**Assigned task:** Return all entries precisely as they stand, without the images.

**Stored items:**
________

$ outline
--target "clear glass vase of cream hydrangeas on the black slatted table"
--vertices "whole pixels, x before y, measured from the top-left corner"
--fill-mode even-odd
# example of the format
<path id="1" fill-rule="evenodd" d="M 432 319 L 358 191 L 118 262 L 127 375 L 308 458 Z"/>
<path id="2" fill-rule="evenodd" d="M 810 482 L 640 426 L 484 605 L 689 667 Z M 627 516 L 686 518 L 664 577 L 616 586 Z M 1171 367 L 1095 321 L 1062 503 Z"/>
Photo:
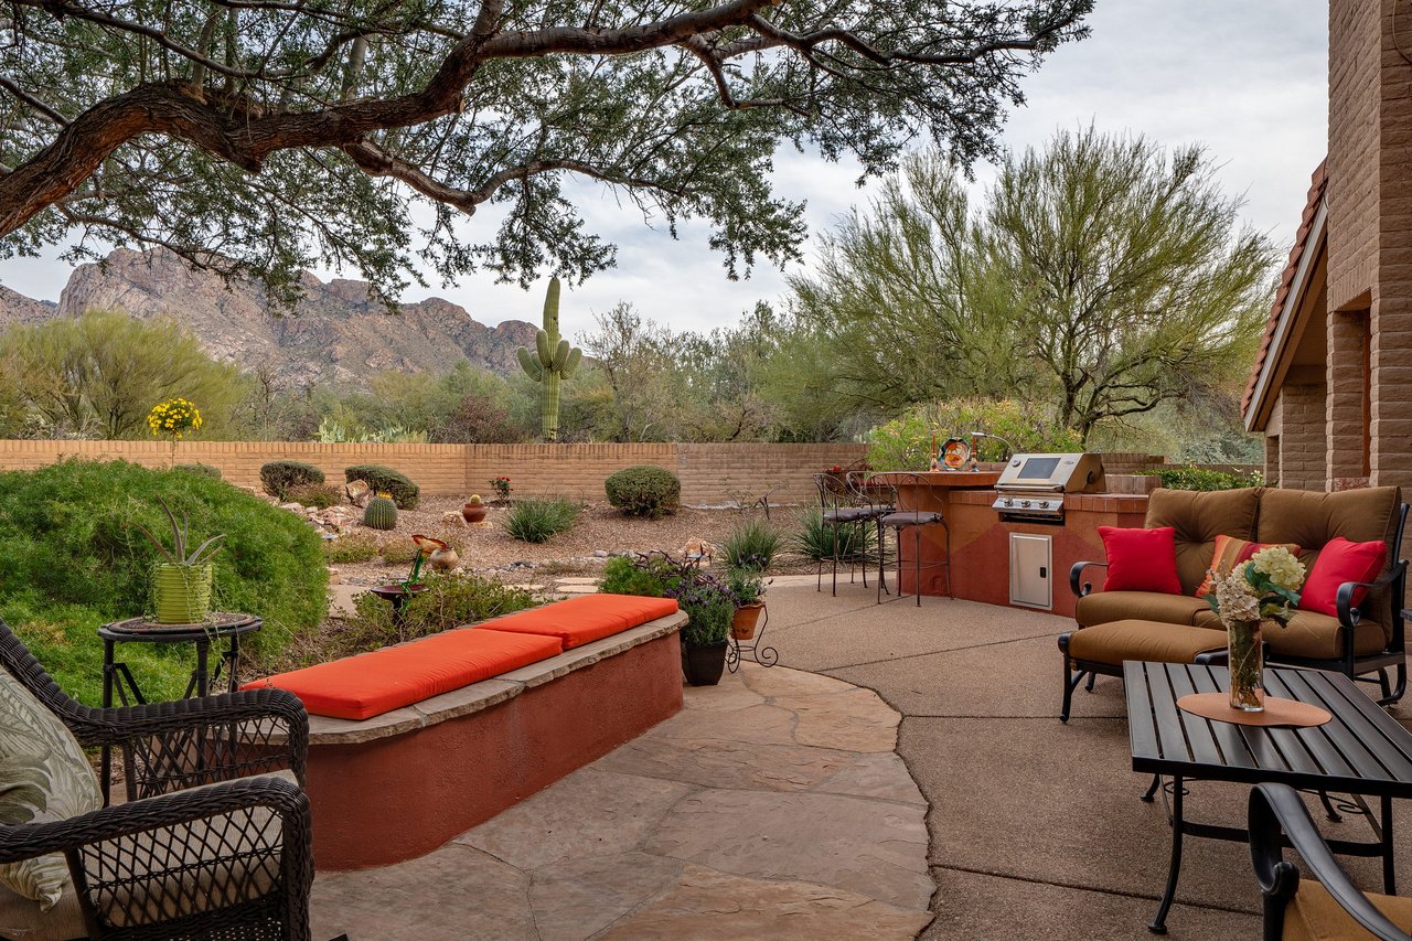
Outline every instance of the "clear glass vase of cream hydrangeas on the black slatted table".
<path id="1" fill-rule="evenodd" d="M 1213 572 L 1206 602 L 1226 625 L 1231 708 L 1265 709 L 1265 623 L 1285 627 L 1299 608 L 1305 565 L 1284 545 L 1271 545 L 1228 572 Z"/>

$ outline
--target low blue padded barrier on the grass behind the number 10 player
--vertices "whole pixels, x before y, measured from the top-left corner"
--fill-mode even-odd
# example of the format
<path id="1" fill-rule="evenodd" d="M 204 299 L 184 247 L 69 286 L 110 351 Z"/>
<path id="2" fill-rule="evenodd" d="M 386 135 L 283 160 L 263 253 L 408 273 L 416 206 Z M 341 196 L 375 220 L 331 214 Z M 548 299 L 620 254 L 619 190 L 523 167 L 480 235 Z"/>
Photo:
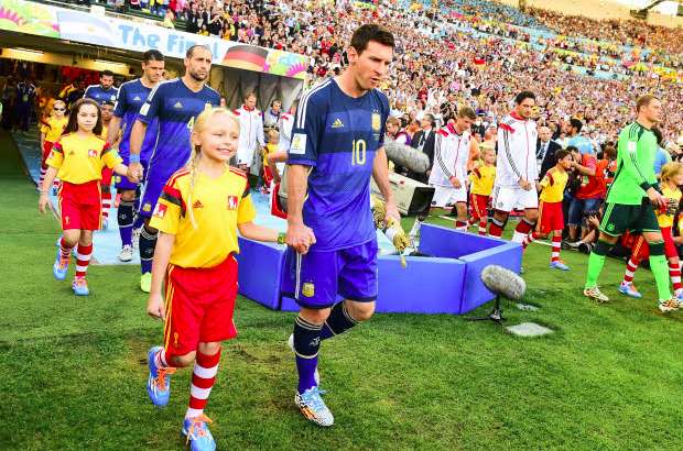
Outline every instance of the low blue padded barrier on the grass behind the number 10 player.
<path id="1" fill-rule="evenodd" d="M 299 310 L 288 297 L 284 246 L 240 238 L 240 250 L 239 293 L 273 310 Z M 519 244 L 432 224 L 422 226 L 420 252 L 426 256 L 406 257 L 405 268 L 398 255 L 378 257 L 378 312 L 466 314 L 494 298 L 479 279 L 485 266 L 519 272 L 522 258 Z"/>

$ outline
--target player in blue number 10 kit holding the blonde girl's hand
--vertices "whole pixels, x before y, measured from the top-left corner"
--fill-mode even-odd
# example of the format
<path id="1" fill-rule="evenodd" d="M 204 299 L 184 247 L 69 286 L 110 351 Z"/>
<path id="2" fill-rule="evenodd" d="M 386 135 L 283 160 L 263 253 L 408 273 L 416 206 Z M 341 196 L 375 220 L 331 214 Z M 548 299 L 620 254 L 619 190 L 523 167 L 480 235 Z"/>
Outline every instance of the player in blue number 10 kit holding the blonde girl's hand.
<path id="1" fill-rule="evenodd" d="M 400 220 L 383 150 L 389 101 L 377 86 L 393 58 L 393 35 L 362 25 L 348 50 L 348 68 L 301 98 L 288 160 L 289 292 L 301 307 L 290 338 L 296 359 L 295 403 L 321 426 L 334 417 L 317 387 L 321 341 L 375 312 L 377 234 L 370 177 Z M 288 288 L 285 285 L 285 288 Z M 337 302 L 337 296 L 344 300 Z"/>

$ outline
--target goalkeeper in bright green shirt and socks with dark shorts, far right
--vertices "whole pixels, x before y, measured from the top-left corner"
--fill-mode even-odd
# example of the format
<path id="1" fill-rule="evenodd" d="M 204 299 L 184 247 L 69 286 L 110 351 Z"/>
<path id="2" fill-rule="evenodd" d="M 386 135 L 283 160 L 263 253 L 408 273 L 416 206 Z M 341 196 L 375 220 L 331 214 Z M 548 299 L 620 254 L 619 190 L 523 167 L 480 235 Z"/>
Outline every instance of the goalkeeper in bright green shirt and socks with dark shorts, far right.
<path id="1" fill-rule="evenodd" d="M 598 302 L 609 301 L 597 287 L 605 255 L 625 232 L 642 233 L 650 245 L 650 268 L 657 282 L 659 309 L 669 312 L 676 310 L 682 304 L 672 297 L 669 289 L 664 240 L 654 213 L 655 209 L 666 208 L 666 199 L 661 195 L 654 175 L 658 145 L 651 130 L 661 120 L 661 109 L 662 103 L 657 97 L 641 96 L 636 102 L 636 122 L 619 133 L 617 172 L 607 193 L 600 235 L 588 258 L 584 296 Z"/>

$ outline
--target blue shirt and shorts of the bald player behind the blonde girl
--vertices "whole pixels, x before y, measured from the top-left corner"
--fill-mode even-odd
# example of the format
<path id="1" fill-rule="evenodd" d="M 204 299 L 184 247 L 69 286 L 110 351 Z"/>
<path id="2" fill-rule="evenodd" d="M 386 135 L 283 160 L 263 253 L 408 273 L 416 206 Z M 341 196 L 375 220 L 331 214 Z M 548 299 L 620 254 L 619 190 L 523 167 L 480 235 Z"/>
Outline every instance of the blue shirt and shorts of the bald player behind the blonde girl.
<path id="1" fill-rule="evenodd" d="M 164 185 L 189 160 L 189 134 L 196 117 L 206 108 L 219 105 L 220 95 L 214 89 L 204 86 L 195 92 L 181 78 L 162 81 L 150 92 L 140 108 L 138 119 L 148 127 L 158 120 L 159 125 L 142 193 L 140 216 L 152 217 Z"/>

________

**Solution to the exercise:**
$ outline
--target "clear glass vase of cream hydrangeas on the black slatted table"
--vertices "whole pixels, x before y, measured from the top-left corner"
--fill-mode even-odd
# example of the format
<path id="1" fill-rule="evenodd" d="M 432 319 L 358 191 L 118 262 L 127 375 L 308 458 Z"/>
<path id="2" fill-rule="evenodd" d="M 810 482 L 640 426 L 484 605 L 689 667 Z M 627 516 L 686 518 L 664 577 L 616 586 Z M 1171 367 L 1095 321 L 1062 503 Z"/>
Photo:
Outline every instance of the "clear glass vase of cream hydrangeas on the black slatted table".
<path id="1" fill-rule="evenodd" d="M 1213 572 L 1206 602 L 1226 625 L 1231 708 L 1265 709 L 1265 623 L 1285 627 L 1299 608 L 1305 565 L 1284 545 L 1271 545 L 1228 572 Z"/>

$ outline
--target low blue padded barrier on the grass behind the number 10 player
--vertices "whole pixels, x before y, measured from the top-left corner"
--fill-mode even-odd
# example of the format
<path id="1" fill-rule="evenodd" d="M 204 299 L 184 247 L 69 286 L 110 351 Z"/>
<path id="2" fill-rule="evenodd" d="M 386 135 L 283 160 L 263 253 L 408 273 L 416 206 Z M 341 196 L 375 220 L 331 214 Z M 548 299 L 620 254 L 619 190 L 523 167 L 480 235 Z"/>
Photo:
Outline every instance of the low blue padded barrier on the grass behind the number 10 player.
<path id="1" fill-rule="evenodd" d="M 299 310 L 288 297 L 284 246 L 240 238 L 240 250 L 239 293 L 273 310 Z M 519 244 L 432 224 L 422 226 L 420 252 L 426 256 L 406 257 L 405 268 L 398 255 L 378 257 L 378 312 L 466 314 L 494 298 L 479 279 L 485 266 L 519 272 L 522 258 Z"/>

$ outline
--target player in blue number 10 kit holding the blonde girl's hand
--vertices "whole pixels, x before y, measured from the top-left corner"
--fill-mode even-odd
# example of the format
<path id="1" fill-rule="evenodd" d="M 204 299 L 184 247 L 69 286 L 110 351 Z"/>
<path id="2" fill-rule="evenodd" d="M 386 135 L 283 160 L 263 253 L 408 273 L 416 206 Z M 341 196 L 375 220 L 331 214 Z M 548 299 L 620 254 L 619 190 L 523 167 L 480 235 Z"/>
Outline every instance of the player in blue number 10 kit holding the blonde girl's hand.
<path id="1" fill-rule="evenodd" d="M 400 220 L 383 150 L 389 101 L 377 86 L 393 58 L 393 35 L 362 25 L 348 50 L 348 68 L 301 98 L 288 160 L 289 292 L 301 307 L 290 338 L 296 359 L 295 403 L 321 426 L 334 417 L 317 387 L 321 341 L 375 312 L 377 234 L 370 177 Z M 288 288 L 285 285 L 285 288 Z M 337 302 L 337 296 L 344 300 Z"/>

$ outline
--target goalkeeper in bright green shirt and socks with dark shorts, far right
--vertices "whole pixels, x before y, measured from the top-left corner"
--fill-mode even-odd
# example of the format
<path id="1" fill-rule="evenodd" d="M 204 299 L 184 247 L 69 286 L 110 351 Z"/>
<path id="2" fill-rule="evenodd" d="M 386 135 L 283 160 L 263 253 L 408 273 L 416 206 Z M 341 196 L 375 220 L 331 214 Z M 548 299 L 620 254 L 619 190 L 523 167 L 480 235 Z"/>
Outline every instance of the goalkeeper in bright green shirt and socks with dark shorts, far right.
<path id="1" fill-rule="evenodd" d="M 598 302 L 609 301 L 597 287 L 605 255 L 625 232 L 642 233 L 650 245 L 650 268 L 657 282 L 659 309 L 669 312 L 676 310 L 682 304 L 672 297 L 669 289 L 664 240 L 654 213 L 655 209 L 666 208 L 666 199 L 661 195 L 654 175 L 658 145 L 651 130 L 661 120 L 661 109 L 662 103 L 657 97 L 641 96 L 636 102 L 636 122 L 619 133 L 617 172 L 607 193 L 600 235 L 588 258 L 584 296 Z"/>

$ outline
--target blue shirt and shorts of the bald player behind the blonde girl
--vertices "whole pixels, x before y, measured from the top-left corner"
--fill-mode even-odd
# example of the format
<path id="1" fill-rule="evenodd" d="M 204 299 L 184 247 L 69 286 L 110 351 Z"/>
<path id="2" fill-rule="evenodd" d="M 386 135 L 283 160 L 263 253 L 408 273 L 416 206 Z M 341 196 L 375 220 L 331 214 Z M 548 299 L 620 254 L 619 190 L 523 167 L 480 235 Z"/>
Outline every instance of the blue shirt and shorts of the bald player behind the blonde girl.
<path id="1" fill-rule="evenodd" d="M 164 185 L 189 160 L 189 134 L 196 117 L 206 108 L 219 105 L 220 95 L 214 89 L 204 86 L 195 92 L 181 78 L 162 81 L 150 92 L 140 108 L 138 119 L 148 127 L 158 120 L 159 125 L 142 193 L 140 216 L 152 217 Z"/>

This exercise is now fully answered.